*STATED EXERCISE 1*. Reproduce the judgment passage below word for word, between "42. In my opinion" and "to the claimants.", inclusive.
*STATED EXERCISE 2*. Decide whether each statement agrees with the judgment passage below, answering yes or no and quoting the words of the passage that settle it: (a) The judge holds that the question turns on paragraph (b). (b) Mr Aaronson put forward the view that the words of paragraph (b) could cover the non-discrimination article the claimants rely on. (c) The claimants' complaint concerns a United Kingdom resident that pays a dividend to a non-resident recipient.

*PROVIDED TEXT*.
42. In my opinion the question turns on paragraph (a), but I will first mention paragraph (b), since a submission was addressed to me in reliance on that paragraph. It gives effect to treaty provisions for charging the income from sources ... in the United Kingdom to persons not resident in the United Kingdom’.Mr Aaronson suggested that those words can embrace the particular application of the non-discrimination article which the claimants seek to rely on in this case. In my opinion they cannot. Paragraph (b) is clearly directed at the United Kingdom tax treatment of a non-resident which receives income from a United Kingdom source. The complaint which the claimants advance here is concerned with the United Kingdom tax treatment of a resident which pays income (a dividend) to a non-resident recipient. The paragraph is of no assistance to the claimants.

*GIVEN ENTRIES*.
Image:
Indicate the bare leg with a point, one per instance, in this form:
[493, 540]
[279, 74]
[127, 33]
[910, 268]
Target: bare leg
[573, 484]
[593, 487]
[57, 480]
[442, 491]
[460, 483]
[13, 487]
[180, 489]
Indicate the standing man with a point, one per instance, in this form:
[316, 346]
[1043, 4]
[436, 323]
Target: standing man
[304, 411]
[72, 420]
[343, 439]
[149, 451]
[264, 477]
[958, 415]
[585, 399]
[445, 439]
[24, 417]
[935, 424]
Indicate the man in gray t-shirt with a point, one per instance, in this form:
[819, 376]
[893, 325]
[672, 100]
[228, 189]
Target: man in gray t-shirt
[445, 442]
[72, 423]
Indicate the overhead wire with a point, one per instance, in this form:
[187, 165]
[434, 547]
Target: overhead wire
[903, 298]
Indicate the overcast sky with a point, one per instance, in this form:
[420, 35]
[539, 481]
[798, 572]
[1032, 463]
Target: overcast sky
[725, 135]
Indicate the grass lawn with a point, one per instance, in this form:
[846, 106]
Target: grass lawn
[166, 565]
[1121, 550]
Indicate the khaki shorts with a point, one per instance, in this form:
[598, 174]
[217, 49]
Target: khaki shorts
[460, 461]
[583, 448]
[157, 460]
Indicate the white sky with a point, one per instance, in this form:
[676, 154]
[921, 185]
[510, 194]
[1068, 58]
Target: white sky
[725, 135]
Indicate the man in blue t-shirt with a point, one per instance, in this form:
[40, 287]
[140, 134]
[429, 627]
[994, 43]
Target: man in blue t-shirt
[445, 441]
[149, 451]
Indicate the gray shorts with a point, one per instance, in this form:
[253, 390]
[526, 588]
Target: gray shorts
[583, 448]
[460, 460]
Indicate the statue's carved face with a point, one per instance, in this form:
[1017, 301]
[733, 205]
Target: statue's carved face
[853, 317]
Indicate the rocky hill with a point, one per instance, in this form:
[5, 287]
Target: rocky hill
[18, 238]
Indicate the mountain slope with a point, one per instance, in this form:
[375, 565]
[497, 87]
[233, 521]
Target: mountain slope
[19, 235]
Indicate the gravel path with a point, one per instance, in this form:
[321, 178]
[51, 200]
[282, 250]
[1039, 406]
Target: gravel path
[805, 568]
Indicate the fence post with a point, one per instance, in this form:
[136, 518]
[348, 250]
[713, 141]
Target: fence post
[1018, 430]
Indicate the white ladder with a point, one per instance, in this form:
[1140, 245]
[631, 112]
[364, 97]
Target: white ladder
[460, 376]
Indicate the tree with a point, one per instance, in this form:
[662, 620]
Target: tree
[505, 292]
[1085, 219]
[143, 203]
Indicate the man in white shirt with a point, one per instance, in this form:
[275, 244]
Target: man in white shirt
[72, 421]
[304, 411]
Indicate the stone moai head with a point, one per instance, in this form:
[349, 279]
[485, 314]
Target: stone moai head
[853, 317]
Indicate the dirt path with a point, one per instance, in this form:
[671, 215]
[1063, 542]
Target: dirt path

*WRITTEN RESPONSE 1*.
42. In my opinion the question turns on paragraph (a), but I will first mention paragraph (b), since a submission was addressed to me in reliance on that paragraph. It gives effect to treaty provisions for charging the income from sources ... in the United Kingdom to persons not resident in the United Kingdom’.Mr Aaronson suggested that those words can embrace the particular application of the non-discrimination article which the claimants seek to rely on in this case. In my opinion they cannot. Paragraph (b) is clearly directed at the United Kingdom tax treatment of a non-resident which receives income from a United Kingdom source. The complaint which the claimants advance here is concerned with the United Kingdom tax treatment of a resident which pays income (a dividend) to a non-resident recipient. The paragraph is of no assistance to the claimants.

*WRITTEN RESPONSE 2*.
(a) No: "In my opinion the question turns on paragraph (a)"
(b) Yes: "Mr Aaronson suggested that those words can embrace the particular application of the non-discrimination article which the claimants seek to rely on in this case"
(c) Yes: "The complaint which the claimants advance here is concerned with the United Kingdom tax treatment of a resident which pays income (a dividend) to a non-resident recipient"